**Texto do documento**
==========

Entrevista a Luiz Felipe
Pondé: “Materialismo” – (revista
Veja) – “Por que a política
não pode ser redentora?”
Luiz
Felipe Pondé:O cristianismo, que é uma religião hegemônica no Ocidente, fala do
pecador, de sua busca e de seu conflito interior. É uma espiritualidade
riquíssima, pouco conhecida por causa do estrago feito pelo secularismo
extremado. Ao lado de sua vocação repressora institucional, o cristianismo
reconhece que o homem é fraco, é frágil. As redenções políticas não têm isso.
Esse é um aspecto do pensamento de esquerda que eu acho brega. Essa visão do
homem sem responsabilidade moral pelos seus atos. O mal para os esquerdistas
está sempre na classe social, na relação econômica, na opressão do
poder. Na visão medieval, é a graça de Deus que redime o mundo. É um
conceito complexo e fugidio. Não se sabe se alguém é capaz de ganhar a graça
por seus próprios méritos, ou se é Deus na sua perfeição que concede a graça.

==========

**O que produzir**
Na entrevista, onde o entrevistado afirma que o mal está sempre situado para os esquerdistas?

**Dados fornecidos**
==========

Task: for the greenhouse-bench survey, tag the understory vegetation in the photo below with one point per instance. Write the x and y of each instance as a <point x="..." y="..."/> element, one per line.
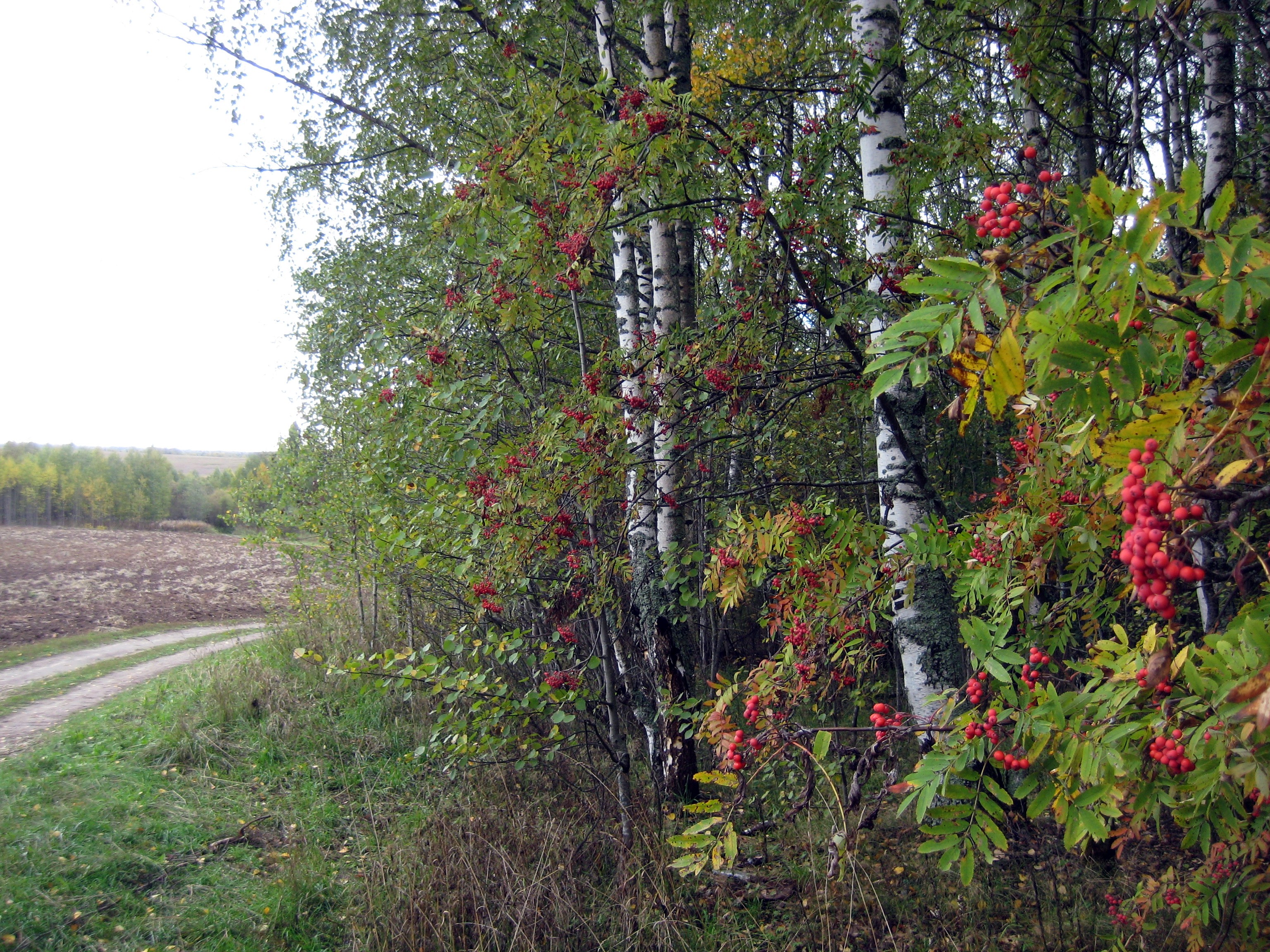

==========

**Resposta à tarefa**
Na classe social, na relação econômica e na opressão do poder.